▸ **Problem statement**: Put the lines of the listing below into a numbered list, starting at the line that contains "the dog's head" and ending with the line that contains "[[37, 333]]". Include both of those lines and leave out any blank lines.

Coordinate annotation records

^^^^^^^^^^^^^^^^

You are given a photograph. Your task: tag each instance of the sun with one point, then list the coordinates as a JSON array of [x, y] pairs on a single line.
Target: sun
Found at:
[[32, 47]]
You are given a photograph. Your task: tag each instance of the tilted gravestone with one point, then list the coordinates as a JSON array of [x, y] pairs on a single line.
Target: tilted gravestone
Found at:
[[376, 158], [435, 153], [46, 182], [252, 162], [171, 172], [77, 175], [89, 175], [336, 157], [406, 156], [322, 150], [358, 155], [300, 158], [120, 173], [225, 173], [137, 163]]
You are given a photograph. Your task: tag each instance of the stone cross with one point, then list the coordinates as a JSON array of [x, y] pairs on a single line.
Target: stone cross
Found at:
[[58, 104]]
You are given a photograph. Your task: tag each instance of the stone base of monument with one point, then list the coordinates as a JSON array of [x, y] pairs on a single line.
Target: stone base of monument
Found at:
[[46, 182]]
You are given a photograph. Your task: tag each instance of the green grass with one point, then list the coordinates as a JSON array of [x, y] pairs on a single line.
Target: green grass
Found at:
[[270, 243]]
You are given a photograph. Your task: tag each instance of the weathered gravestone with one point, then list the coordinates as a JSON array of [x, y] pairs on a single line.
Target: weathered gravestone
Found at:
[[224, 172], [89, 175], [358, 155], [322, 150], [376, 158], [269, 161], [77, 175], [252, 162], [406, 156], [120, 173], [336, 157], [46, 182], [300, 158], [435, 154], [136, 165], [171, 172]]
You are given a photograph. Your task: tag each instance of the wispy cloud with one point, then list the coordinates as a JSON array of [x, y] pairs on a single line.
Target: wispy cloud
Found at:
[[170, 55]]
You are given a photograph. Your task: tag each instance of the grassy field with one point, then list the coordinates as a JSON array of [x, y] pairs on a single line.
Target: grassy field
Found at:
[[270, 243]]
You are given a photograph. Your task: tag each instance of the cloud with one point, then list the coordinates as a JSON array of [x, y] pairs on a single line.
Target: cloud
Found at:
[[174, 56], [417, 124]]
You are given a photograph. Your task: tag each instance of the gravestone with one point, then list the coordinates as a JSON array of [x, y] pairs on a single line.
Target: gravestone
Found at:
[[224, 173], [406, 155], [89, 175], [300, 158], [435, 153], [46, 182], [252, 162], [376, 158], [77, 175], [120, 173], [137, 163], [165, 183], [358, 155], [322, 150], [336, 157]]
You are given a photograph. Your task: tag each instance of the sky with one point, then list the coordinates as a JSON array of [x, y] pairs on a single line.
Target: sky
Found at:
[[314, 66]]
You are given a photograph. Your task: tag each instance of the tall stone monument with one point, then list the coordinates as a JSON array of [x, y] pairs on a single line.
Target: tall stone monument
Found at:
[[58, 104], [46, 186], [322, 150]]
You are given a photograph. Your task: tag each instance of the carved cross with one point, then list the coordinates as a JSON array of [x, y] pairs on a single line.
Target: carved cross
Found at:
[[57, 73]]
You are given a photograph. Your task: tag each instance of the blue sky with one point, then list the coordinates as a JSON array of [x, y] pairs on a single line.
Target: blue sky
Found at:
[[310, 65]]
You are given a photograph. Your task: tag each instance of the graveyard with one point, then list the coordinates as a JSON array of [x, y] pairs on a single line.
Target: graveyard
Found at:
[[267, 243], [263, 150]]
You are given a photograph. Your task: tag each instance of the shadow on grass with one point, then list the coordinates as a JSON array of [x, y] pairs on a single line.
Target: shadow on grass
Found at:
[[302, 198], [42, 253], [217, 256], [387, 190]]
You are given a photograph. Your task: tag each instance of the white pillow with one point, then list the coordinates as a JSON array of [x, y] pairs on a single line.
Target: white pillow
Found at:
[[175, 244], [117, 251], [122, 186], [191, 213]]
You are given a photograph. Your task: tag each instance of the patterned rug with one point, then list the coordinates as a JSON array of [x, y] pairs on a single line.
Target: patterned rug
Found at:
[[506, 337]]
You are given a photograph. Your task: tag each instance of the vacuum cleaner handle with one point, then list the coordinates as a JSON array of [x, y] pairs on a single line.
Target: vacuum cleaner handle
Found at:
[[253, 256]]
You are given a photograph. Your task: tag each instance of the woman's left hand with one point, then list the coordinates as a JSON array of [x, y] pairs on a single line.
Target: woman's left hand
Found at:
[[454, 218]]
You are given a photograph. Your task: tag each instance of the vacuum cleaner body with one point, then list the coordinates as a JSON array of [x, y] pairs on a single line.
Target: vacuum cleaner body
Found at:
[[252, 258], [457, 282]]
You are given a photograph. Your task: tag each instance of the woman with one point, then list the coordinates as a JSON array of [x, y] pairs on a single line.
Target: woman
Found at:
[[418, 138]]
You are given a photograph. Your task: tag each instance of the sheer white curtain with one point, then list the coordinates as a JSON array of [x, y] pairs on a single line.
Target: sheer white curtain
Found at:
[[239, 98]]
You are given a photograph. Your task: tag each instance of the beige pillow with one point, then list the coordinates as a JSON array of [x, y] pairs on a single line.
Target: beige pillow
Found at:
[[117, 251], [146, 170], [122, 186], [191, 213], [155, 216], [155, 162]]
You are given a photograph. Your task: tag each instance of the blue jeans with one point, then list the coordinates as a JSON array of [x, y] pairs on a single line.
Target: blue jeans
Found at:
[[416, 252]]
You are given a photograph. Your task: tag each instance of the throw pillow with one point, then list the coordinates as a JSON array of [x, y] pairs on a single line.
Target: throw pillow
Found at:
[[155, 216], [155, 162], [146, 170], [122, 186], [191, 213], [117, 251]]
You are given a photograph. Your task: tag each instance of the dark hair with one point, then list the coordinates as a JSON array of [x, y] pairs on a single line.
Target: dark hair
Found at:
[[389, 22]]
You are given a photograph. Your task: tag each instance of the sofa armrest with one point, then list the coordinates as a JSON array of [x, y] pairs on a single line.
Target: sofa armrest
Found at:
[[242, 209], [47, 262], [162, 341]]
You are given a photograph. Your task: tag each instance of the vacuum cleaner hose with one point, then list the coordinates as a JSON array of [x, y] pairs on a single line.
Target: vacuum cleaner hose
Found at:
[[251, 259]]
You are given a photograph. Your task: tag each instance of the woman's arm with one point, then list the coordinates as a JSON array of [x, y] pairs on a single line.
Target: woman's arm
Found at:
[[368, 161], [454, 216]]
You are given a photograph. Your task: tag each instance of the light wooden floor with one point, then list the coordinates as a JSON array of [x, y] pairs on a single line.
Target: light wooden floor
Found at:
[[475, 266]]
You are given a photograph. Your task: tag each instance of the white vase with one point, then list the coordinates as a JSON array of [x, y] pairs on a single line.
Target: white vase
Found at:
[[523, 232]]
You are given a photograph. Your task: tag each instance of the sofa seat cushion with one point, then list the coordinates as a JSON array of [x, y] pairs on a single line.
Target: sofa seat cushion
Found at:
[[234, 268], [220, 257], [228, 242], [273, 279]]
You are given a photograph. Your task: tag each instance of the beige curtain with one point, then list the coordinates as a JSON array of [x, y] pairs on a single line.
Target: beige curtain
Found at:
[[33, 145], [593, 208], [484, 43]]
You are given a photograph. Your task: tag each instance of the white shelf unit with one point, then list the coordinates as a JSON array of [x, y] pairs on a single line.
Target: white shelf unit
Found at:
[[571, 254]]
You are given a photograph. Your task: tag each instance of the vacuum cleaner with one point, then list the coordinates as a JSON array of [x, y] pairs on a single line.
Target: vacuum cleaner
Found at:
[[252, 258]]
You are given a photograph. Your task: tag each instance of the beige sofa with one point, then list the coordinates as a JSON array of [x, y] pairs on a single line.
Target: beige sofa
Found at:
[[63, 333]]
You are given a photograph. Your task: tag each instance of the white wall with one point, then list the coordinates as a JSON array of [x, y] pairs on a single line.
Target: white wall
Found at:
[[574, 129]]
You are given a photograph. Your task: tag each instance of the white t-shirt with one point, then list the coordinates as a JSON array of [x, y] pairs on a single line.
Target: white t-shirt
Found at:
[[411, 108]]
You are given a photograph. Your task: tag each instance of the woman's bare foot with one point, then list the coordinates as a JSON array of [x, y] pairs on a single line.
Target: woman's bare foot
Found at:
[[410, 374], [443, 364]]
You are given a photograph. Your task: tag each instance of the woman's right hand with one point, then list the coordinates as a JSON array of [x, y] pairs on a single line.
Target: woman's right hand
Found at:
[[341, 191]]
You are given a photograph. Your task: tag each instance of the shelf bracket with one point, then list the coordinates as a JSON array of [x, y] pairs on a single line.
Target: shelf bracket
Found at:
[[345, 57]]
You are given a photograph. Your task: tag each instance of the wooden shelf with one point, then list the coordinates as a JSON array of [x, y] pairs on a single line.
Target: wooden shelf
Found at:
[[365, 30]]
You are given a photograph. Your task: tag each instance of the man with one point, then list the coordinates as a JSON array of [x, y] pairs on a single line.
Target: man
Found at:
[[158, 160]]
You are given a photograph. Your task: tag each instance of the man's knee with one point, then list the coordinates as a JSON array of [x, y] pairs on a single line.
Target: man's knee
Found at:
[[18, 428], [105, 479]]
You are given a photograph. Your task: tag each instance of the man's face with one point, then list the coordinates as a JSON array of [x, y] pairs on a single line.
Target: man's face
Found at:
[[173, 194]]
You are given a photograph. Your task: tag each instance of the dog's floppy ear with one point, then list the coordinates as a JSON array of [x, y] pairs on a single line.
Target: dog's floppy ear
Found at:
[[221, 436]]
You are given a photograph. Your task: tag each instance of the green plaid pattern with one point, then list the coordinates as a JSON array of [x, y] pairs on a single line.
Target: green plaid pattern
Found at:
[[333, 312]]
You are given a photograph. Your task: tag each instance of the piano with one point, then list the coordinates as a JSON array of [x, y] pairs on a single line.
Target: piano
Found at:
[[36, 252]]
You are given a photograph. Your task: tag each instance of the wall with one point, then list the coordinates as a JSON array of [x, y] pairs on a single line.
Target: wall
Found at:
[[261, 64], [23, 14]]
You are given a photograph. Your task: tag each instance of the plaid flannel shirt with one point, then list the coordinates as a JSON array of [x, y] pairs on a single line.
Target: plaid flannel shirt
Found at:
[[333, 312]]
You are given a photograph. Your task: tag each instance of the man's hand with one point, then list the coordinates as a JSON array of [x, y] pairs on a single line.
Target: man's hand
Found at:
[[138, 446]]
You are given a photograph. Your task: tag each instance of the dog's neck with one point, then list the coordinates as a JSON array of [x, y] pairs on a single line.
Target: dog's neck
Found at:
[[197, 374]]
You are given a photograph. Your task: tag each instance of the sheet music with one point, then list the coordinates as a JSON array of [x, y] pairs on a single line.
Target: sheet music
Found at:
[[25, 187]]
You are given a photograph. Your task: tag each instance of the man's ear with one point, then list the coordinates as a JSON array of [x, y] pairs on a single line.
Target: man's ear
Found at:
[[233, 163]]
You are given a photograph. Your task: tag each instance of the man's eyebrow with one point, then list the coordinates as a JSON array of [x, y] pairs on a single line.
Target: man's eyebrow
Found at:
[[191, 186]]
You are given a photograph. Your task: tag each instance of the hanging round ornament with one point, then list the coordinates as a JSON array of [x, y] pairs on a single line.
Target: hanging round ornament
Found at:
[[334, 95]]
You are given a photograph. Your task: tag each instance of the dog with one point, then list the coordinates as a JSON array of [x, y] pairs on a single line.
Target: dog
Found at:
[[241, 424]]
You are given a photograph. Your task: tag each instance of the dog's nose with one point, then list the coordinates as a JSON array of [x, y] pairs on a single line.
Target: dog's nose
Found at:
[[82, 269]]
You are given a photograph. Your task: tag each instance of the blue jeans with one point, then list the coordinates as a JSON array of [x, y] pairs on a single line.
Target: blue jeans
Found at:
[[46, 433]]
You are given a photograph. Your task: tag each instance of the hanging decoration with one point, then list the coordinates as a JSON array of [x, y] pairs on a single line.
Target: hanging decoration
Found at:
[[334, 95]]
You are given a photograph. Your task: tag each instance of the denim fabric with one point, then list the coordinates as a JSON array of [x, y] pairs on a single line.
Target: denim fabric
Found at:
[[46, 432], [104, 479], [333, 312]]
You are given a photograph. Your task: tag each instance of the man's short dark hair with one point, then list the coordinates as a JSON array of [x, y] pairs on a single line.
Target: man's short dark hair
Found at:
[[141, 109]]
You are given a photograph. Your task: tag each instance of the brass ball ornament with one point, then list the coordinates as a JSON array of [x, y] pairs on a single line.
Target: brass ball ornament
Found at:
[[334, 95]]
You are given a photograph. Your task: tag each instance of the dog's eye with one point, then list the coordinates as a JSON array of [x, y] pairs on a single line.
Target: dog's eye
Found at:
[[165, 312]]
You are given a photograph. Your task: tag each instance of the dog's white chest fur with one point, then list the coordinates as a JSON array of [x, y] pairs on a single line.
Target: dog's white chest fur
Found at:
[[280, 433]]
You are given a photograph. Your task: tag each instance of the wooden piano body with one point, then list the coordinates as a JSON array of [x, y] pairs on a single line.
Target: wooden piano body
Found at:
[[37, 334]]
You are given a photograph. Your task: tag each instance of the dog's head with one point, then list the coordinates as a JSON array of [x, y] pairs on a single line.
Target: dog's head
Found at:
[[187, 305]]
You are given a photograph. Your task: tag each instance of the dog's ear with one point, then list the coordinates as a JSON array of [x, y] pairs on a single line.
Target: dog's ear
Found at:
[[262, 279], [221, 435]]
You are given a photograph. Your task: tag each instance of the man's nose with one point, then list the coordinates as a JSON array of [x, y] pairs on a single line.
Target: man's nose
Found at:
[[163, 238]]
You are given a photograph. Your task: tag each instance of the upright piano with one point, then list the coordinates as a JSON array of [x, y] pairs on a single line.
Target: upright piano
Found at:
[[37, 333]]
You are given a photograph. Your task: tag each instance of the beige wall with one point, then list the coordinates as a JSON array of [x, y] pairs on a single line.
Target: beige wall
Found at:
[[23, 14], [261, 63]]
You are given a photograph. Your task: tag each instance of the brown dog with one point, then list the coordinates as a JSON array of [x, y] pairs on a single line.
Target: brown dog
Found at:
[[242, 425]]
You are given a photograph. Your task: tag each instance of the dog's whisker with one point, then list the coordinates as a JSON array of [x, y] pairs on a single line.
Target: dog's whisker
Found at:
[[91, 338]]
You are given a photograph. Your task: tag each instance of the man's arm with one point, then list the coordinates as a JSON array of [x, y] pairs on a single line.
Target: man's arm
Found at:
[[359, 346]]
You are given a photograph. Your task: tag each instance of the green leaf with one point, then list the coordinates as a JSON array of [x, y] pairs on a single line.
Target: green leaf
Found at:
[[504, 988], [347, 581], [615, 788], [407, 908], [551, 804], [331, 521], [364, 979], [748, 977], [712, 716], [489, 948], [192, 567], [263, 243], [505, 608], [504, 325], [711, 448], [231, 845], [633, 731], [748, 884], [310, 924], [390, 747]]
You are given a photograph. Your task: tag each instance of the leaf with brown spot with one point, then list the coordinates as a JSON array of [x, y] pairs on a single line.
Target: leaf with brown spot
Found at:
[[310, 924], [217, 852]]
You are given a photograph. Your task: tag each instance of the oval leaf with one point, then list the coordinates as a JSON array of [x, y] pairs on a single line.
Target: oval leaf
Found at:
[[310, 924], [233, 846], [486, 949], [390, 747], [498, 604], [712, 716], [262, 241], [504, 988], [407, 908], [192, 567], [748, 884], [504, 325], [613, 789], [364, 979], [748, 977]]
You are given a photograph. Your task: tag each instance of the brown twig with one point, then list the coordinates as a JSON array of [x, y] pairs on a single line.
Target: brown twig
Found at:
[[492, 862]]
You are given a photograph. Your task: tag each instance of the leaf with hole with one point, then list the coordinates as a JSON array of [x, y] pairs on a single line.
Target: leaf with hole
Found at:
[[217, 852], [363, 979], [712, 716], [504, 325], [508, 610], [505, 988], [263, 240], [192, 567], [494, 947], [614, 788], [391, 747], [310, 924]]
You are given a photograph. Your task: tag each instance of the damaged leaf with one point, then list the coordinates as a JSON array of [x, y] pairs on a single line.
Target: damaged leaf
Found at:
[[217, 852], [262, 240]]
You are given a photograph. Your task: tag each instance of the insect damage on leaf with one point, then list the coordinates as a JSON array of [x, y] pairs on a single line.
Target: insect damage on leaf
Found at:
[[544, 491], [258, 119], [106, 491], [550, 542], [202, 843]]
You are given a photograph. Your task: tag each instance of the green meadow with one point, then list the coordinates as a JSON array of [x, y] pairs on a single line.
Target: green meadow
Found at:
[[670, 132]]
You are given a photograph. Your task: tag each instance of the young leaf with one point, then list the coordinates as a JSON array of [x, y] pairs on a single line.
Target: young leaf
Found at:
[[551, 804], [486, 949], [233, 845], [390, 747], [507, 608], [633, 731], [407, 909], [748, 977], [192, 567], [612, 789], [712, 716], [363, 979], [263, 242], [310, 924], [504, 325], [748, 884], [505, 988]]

^^^^^^^^^^^^^^^^

▸ **Worked answer**:
1. You are given a photograph. Your task: tag each instance of the dog's head with one point, then list the coordinates as a JSON array of [x, y] pairs on a single line.
2. Target: dog's head
3. Found at:
4. [[187, 305]]
5. You are given a photograph. Your task: tag each instance of the dog's ear with one point, then list the coordinates as a JSON array of [x, y] pairs on a single line.
6. Target: dog's ear
7. Found at:
8. [[262, 279], [221, 435]]
9. You are given a photograph. Your task: tag each instance of the man's nose with one point, then list the coordinates as a JSON array of [x, y] pairs on a single line.
10. Target: man's nose
11. Found at:
12. [[163, 238]]
13. You are given a photograph. Your task: tag each instance of the upright piano with one point, then list the coordinates as a JSON array of [x, y] pairs on a single line.
14. Target: upright piano
15. Found at:
16. [[37, 333]]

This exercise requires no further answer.